# [Soal dan Tugas]
**1.** Dalam teks tentang etika berdagang, apa yang diperintahkan hadits kepada umat Islam?
**2.** Ubahlah bagian teks tentang etika berdagang, mulai dari "ETIKA DALAM BERDAGANG" dan berakhir pada "penjualannya cukup besar.", dengan mengganti "pembeli" menjadi "konsumen".

# [Teks Bacaan]
----------
Selasa, 14 April 2009

ETIKA DALAM BERDAGANG





"Muslim itu saudara muslim lainnya. Tidak boleh bagi seorang muslim, apabila dia berdagang dengan saudaranya dan menemukan cacat, kecuali diceritakannya". (H.R. At-Thabrani dan Ahmad)
Hadits itu jelas memerintahkan umat Islam untuk jujur, termasuk dalam berbisnis. Padahal, banyak orang berpendapat, berdagang yang jujur kini sudah tidak ada. Karena dengan kejujuran, ti pedagang sulit mendapat keuntungan. bukan tidak mungkin akan menderita yang besar.
Sepintas lalu, mengurangi timbangan, takaran atau ukuran yang seharusnya diterima pembeli atau penerima jasa karena bedanya sangat kecil memang tidak mudah diketahui pembeli atau penerima jasa. Sedangkan bagi pedagang atau penjual, keuntungan yang diperoleh akan semakin besar. Apalagi bila penjualannya cukup besar.
----------
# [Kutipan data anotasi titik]
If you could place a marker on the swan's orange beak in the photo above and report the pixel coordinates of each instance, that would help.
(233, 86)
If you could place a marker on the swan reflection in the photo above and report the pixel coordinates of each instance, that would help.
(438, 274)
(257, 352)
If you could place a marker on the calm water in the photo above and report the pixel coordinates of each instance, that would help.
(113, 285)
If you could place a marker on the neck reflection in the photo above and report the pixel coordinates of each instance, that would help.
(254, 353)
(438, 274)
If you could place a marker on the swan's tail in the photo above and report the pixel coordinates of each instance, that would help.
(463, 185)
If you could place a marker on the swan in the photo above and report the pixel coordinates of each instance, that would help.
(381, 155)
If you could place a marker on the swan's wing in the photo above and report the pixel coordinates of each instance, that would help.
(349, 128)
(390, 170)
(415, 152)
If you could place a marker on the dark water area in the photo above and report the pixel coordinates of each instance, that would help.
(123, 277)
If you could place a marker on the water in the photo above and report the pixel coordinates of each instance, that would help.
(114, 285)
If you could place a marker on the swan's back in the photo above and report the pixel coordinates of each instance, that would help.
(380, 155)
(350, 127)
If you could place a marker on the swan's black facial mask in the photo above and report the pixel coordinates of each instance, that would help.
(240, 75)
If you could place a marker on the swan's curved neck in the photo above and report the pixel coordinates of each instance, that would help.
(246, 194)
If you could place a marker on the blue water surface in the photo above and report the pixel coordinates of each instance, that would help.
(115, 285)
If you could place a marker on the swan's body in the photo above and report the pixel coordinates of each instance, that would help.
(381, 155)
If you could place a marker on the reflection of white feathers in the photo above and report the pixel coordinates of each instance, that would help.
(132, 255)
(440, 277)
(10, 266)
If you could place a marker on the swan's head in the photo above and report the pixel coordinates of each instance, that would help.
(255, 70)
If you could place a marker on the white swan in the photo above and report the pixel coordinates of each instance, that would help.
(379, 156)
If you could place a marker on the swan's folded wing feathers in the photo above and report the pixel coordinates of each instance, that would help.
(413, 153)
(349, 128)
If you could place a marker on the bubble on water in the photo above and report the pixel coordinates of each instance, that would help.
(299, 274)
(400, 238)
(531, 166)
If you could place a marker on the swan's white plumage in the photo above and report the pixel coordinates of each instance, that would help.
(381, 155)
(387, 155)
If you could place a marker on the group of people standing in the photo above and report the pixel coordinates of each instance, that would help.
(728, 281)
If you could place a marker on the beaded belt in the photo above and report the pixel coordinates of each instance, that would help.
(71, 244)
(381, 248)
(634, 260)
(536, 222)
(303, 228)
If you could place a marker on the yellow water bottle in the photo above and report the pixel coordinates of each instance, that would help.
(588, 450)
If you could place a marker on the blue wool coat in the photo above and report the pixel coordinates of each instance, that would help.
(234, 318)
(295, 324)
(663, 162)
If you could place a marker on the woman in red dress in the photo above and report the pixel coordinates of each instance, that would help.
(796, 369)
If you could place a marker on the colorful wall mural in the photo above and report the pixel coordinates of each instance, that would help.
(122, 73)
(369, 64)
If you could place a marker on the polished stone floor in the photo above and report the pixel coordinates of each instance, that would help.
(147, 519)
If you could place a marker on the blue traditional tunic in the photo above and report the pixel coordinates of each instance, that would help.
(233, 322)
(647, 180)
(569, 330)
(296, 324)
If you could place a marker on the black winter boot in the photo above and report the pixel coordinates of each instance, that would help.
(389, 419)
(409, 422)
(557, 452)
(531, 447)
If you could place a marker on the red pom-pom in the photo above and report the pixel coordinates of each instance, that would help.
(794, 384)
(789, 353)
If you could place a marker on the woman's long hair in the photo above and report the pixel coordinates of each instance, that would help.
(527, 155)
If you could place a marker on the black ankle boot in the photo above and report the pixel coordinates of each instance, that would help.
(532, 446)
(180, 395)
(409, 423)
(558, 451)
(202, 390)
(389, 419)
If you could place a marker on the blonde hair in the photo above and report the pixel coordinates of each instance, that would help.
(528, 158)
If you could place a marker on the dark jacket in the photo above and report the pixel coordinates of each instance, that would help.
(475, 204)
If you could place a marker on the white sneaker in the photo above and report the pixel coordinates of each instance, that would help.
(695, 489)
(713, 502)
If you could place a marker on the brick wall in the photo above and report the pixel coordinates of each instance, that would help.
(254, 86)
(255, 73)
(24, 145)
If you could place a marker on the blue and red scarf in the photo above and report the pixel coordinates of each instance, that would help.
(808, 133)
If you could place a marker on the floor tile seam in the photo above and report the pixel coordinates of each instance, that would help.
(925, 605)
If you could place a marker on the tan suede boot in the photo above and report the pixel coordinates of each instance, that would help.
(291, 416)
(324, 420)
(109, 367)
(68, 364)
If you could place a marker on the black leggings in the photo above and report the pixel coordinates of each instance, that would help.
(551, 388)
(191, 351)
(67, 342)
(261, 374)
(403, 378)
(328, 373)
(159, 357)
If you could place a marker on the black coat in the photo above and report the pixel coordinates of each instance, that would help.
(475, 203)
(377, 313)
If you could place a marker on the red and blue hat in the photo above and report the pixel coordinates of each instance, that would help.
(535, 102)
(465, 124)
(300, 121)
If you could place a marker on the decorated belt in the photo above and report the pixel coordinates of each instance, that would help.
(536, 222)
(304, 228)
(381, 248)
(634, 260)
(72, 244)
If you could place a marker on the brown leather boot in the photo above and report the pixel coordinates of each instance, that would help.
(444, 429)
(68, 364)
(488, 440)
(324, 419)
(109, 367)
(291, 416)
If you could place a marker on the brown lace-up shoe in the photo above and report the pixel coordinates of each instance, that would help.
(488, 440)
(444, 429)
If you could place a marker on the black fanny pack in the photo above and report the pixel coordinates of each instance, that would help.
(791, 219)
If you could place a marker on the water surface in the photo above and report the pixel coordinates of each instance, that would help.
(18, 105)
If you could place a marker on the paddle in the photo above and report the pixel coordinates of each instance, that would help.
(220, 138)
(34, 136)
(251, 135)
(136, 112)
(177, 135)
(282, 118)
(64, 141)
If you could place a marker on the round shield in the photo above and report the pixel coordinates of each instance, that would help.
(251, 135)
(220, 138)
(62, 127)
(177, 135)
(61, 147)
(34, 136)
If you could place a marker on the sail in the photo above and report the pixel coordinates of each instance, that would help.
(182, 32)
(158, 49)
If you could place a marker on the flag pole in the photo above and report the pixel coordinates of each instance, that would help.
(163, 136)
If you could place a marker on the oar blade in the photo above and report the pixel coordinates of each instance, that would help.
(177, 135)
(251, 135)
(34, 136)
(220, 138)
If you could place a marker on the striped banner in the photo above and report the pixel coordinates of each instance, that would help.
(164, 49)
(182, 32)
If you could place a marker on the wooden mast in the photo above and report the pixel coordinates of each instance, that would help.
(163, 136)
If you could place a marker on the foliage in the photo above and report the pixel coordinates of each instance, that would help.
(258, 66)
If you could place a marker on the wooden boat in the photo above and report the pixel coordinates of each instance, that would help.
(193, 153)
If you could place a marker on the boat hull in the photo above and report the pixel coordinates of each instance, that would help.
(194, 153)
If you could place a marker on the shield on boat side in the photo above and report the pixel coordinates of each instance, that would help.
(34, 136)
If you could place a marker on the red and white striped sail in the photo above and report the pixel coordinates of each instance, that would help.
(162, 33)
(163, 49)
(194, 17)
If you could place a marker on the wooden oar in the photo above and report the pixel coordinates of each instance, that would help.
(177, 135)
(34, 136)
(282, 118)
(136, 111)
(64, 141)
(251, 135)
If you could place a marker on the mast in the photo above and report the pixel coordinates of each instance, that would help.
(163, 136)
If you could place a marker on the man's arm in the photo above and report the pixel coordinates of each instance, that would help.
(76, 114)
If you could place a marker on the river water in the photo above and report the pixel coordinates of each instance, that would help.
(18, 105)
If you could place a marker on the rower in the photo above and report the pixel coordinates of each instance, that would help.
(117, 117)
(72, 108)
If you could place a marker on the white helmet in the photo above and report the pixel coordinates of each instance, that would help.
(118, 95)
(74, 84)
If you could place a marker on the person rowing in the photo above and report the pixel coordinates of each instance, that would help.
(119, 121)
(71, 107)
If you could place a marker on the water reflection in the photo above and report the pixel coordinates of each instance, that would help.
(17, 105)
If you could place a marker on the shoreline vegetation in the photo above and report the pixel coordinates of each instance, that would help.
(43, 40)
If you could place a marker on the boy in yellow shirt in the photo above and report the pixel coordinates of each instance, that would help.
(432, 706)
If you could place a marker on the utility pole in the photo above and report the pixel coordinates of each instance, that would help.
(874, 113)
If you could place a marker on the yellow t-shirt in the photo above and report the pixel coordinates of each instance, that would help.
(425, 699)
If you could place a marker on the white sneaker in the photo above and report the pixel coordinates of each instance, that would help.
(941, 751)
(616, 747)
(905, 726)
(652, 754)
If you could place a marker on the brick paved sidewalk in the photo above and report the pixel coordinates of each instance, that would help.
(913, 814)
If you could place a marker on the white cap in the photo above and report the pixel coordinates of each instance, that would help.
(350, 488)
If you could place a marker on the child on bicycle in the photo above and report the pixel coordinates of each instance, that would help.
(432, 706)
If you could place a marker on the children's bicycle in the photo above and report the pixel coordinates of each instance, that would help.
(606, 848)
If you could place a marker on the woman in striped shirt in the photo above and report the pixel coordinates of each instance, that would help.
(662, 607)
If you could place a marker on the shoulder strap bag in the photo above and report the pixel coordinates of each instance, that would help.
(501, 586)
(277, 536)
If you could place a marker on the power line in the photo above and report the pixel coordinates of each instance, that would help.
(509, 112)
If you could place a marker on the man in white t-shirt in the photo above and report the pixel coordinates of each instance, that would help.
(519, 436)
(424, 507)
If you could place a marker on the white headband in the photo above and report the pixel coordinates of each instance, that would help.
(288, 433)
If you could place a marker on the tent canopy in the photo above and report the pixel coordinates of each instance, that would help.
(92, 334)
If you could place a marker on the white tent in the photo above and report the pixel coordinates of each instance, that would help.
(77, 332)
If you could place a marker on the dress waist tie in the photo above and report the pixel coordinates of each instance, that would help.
----------
# [Hasil Jawaban]
**1.** Hadits itu memerintahkan umat Islam untuk jujur, termasuk dalam berbisnis.

**2.**
ETIKA DALAM BERDAGANG





"Muslim itu saudara muslim lainnya. Tidak boleh bagi seorang muslim, apabila dia berdagang dengan saudaranya dan menemukan cacat, kecuali diceritakannya". (H.R. At-Thabrani dan Ahmad)
Hadits itu jelas memerintahkan umat Islam untuk jujur, termasuk dalam berbisnis. Padahal, banyak orang berpendapat, berdagang yang jujur kini sudah tidak ada. Karena dengan kejujuran, ti pedagang sulit mendapat keuntungan. bukan tidak mungkin akan menderita yang besar.
Sepintas lalu, mengurangi timbangan, takaran atau ukuran yang seharusnya diterima konsumen atau penerima jasa karena bedanya sangat kecil memang tidak mudah diketahui konsumen atau penerima jasa. Sedangkan bagi pedagang atau penjual, keuntungan yang diperoleh akan semakin besar. Apalagi bila penjualannya cukup besar.